■ **Texto de la página**:

********************

Por: Guillermo Alvarado
La destrucción de las Torres Gemelas de Nueva York, el 11 de septiembre de 2001, representó un extraordinario negocio para el complejo militar industrial de Estados Unidos, que encontró de pronto la posibilidad de disponer de fondos casi inagotables para producir sofisticadas armas que el país no necesita y que, casi con seguridad, no empleará jamás.
A partir de ese momento la principal potencia económica y militar del planeta se declaró en guerra, no se sabe bien contra quién, porque el hipotético combate al terrorismo abarca a personas y escenarios tan disímiles como la región euroasiática, el Oriente Medio, el norte de África, America Latina y el Caribe, o cualquiera otro lugar donde haya pueblos o gobiernos que molesten a Washington.
Y por supuesto, esto implica dinero, muchísimo dinero.
Así lo explica el periodista argentino Sergio Kiernan, al comentar cómo en 2018 el presupuesto norteamericano de defensa alcanzó la alucinante cifra de setecientos mil millones de dólares, el mayor hasta entonces en la historia de esa nación.
Para el 2019 el Congreso aprobó un alza de 16 mil millones más y se prevé que, al ritmo en que marchan las cosas, el año próximo será de 750 mil millones, más que China, Arabia Saudita, Rusia, Francia, India, Gran Bretaña, Alemania y Japón, todos ellos juntos.
Jamás los militares de Estados Unidos habían disfrutado de un auge semejante.

********************

■ **Tarea 1**:
¿Qué cifra alcanzó en 2018 el presupuesto de defensa de Estados Unidos, según el texto sobre el gasto militar estadounidense?
■ **Tarea 2**:
Reproduce tal cual el fragmento del texto sobre el gasto militar estadounidense que va de "Así lo explica" a "un auge semejante.", ambos incluidos.
■ **Tarea 3**:
Prosigue el texto sobre el gasto militar estadounidense a partir de su última oración.
Los datos no intervienen en nada de esto.

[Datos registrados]
********************

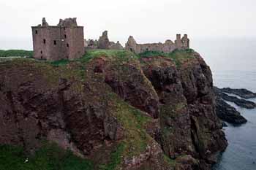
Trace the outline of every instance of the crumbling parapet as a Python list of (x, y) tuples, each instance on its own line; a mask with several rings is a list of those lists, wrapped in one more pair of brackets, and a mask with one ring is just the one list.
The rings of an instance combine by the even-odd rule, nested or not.
[(108, 49), (110, 42), (108, 36), (108, 31), (105, 31), (99, 39), (99, 48)]
[(175, 40), (175, 45), (177, 49), (181, 50), (182, 47), (181, 36), (181, 34), (176, 34), (176, 40)]
[(125, 45), (125, 49), (132, 51), (135, 53), (141, 53), (145, 51), (159, 51), (161, 53), (171, 53), (173, 50), (185, 50), (189, 48), (189, 39), (187, 35), (181, 38), (181, 34), (176, 35), (176, 40), (173, 43), (171, 40), (167, 39), (165, 43), (148, 43), (148, 44), (137, 44), (135, 39), (130, 36)]
[(78, 26), (77, 18), (69, 18), (64, 20), (59, 19), (59, 22), (57, 25), (58, 26), (62, 27), (72, 27), (72, 26)]
[(106, 49), (106, 50), (123, 50), (123, 46), (118, 41), (116, 43), (110, 42), (108, 31), (105, 31), (99, 36), (99, 40), (84, 40), (84, 47), (86, 50)]
[(48, 23), (46, 22), (45, 18), (42, 19), (42, 26), (48, 26)]

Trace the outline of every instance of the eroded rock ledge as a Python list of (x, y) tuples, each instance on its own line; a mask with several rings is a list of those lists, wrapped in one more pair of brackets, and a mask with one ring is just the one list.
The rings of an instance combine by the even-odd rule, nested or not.
[(0, 144), (33, 152), (47, 139), (94, 169), (210, 169), (227, 143), (198, 53), (91, 53), (0, 63)]

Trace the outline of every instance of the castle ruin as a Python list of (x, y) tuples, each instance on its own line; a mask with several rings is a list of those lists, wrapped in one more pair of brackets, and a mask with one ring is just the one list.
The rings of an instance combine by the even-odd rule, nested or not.
[(176, 35), (176, 40), (173, 43), (171, 40), (166, 40), (165, 43), (152, 43), (152, 44), (137, 44), (135, 39), (131, 36), (125, 45), (127, 50), (132, 51), (135, 53), (142, 53), (146, 51), (158, 51), (162, 53), (171, 53), (173, 50), (186, 50), (189, 48), (189, 39), (187, 35), (181, 38), (181, 34)]
[(54, 26), (49, 26), (43, 18), (42, 24), (31, 28), (35, 58), (73, 60), (83, 55), (83, 27), (78, 26), (75, 18), (60, 19)]
[(108, 36), (108, 31), (105, 31), (99, 36), (99, 40), (85, 39), (85, 47), (86, 50), (105, 49), (105, 50), (124, 50), (123, 46), (118, 41), (116, 43), (110, 42)]

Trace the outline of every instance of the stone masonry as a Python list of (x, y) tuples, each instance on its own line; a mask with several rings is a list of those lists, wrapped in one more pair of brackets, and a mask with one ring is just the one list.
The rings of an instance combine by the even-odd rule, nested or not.
[(105, 31), (99, 36), (99, 40), (84, 40), (84, 46), (87, 50), (106, 49), (106, 50), (124, 50), (123, 46), (118, 41), (116, 43), (110, 42), (108, 36), (108, 31)]
[(83, 27), (76, 18), (60, 19), (57, 26), (49, 26), (45, 18), (32, 26), (34, 57), (37, 59), (73, 60), (84, 53)]
[(165, 43), (137, 44), (135, 39), (131, 36), (125, 45), (125, 49), (135, 53), (141, 53), (146, 51), (159, 51), (170, 53), (173, 50), (186, 50), (189, 48), (189, 39), (187, 35), (181, 38), (181, 34), (176, 35), (176, 40), (173, 43), (171, 40), (166, 40)]

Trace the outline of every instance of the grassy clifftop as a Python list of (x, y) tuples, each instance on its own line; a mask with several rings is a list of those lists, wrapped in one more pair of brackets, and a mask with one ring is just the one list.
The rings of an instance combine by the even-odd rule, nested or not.
[[(150, 73), (147, 77), (142, 67), (154, 67), (157, 71), (159, 64), (162, 69), (168, 67), (175, 70), (193, 58), (195, 56), (192, 50), (167, 54), (148, 51), (139, 55), (126, 50), (94, 50), (75, 61), (20, 58), (1, 63), (0, 82), (3, 83), (0, 87), (15, 96), (10, 98), (14, 98), (12, 104), (15, 104), (15, 99), (18, 103), (27, 102), (20, 106), (20, 110), (32, 109), (32, 112), (20, 114), (27, 118), (37, 115), (37, 121), (43, 120), (49, 126), (53, 125), (53, 128), (63, 130), (63, 127), (58, 127), (59, 122), (53, 121), (61, 119), (65, 122), (72, 136), (70, 142), (74, 142), (87, 158), (78, 158), (55, 145), (43, 145), (34, 155), (28, 155), (19, 147), (1, 145), (0, 170), (8, 166), (9, 169), (20, 170), (159, 169), (157, 166), (162, 166), (164, 170), (172, 169), (176, 161), (163, 154), (156, 139), (159, 128), (157, 121), (160, 112), (159, 91), (152, 85), (152, 80), (149, 80)], [(164, 82), (167, 86), (173, 83)], [(23, 93), (28, 93), (20, 95)], [(5, 96), (4, 93), (1, 95)], [(41, 100), (43, 101), (39, 103)], [(9, 105), (7, 103), (5, 106)], [(54, 118), (48, 122), (48, 114), (58, 112), (59, 108), (66, 118), (50, 115)], [(0, 112), (7, 109), (0, 108)], [(49, 112), (44, 113), (46, 111)], [(176, 112), (172, 116), (175, 117)], [(34, 138), (48, 133), (49, 129), (39, 128), (42, 131)], [(26, 157), (29, 158), (28, 163), (24, 163)], [(136, 169), (136, 166), (143, 168)], [(19, 166), (22, 168), (18, 169)]]

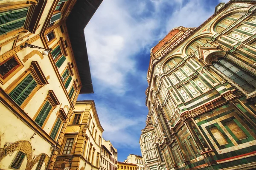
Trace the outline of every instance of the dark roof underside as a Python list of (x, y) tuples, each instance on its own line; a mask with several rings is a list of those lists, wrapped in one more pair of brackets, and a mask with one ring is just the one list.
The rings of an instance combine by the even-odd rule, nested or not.
[(103, 0), (78, 0), (67, 17), (72, 48), (81, 81), (80, 94), (93, 93), (84, 29)]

********************

■ **Respuesta 1**:
Setecientos mil millones de dólares.

■ **Respuesta 2**:
Así lo explica el periodista argentino Sergio Kiernan, al comentar cómo en 2018 el presupuesto norteamericano de defensa alcanzó la alucinante cifra de setecientos mil millones de dólares, el mayor hasta entonces en la historia de esa nación.
Para el 2019 el Congreso aprobó un alza de 16 mil millones más y se prevé que, al ritmo en que marchan las cosas, el año próximo será de 750 mil millones, más que China, Arabia Saudita, Rusia, Francia, India, Gran Bretaña, Alemania y Japón, todos ellos juntos.
Jamás los militares de Estados Unidos habían disfrutado de un auge semejante.

■ **Respuesta 3**:
Para disimular esta sangría, algunos especialistas argumentan que ese gasto apenas representa el cuatro por ciento del Producto Interno Bruto nacional, mientras que durante la II Guerra Mundial se gastó el 40 por ciento y en el conflicto contra Vietnam la derrota le representó a Washington un total de 10 puntos porcentuales.
Eso es cierto, señala Kiernan, pero hay que decir que en esos años la economía estadounidense no tenía, ni de lejos, el tamaño que tiene hoy día.
Pero el verdadero secreto está en que el dinero que se invierte hoy en armas y soldados representa el 60 por ciento del presupuesto federal de ese país.
Quiere decir que todos los demás programas que se llevan a cabo, como los sociales, de salud, el desarrollo espacial, el Buró Federal de Investigaciones, la CIA, el servicio diplomático y unos cuantos más, solo viven de las sobras que dejan los uniformados y la industria bélica.
Pero eso no es todo, el gigantesco presupuesto de la defensa no incluye gastos como los servicios médicos para veteranos de guerra, ni los centros de investigaciones, algunos instalados en prestigiosas universidades, para desarrollar tecnologías militares, sobre todo en la rama nuclear.
A pesar de toda esta inversiòn, Estados Unidos no ha podido exhibir ninguna victoria contundente en las aventuras en que se ha involucrado, como la invasión a Afganistán e Iraq y los conflictos impuestos a Libia y Siria, aunque quizás esto no sea lo más importante para su industria de la muerte que, mientras sigan las guerras, se mantendrá viento en popa.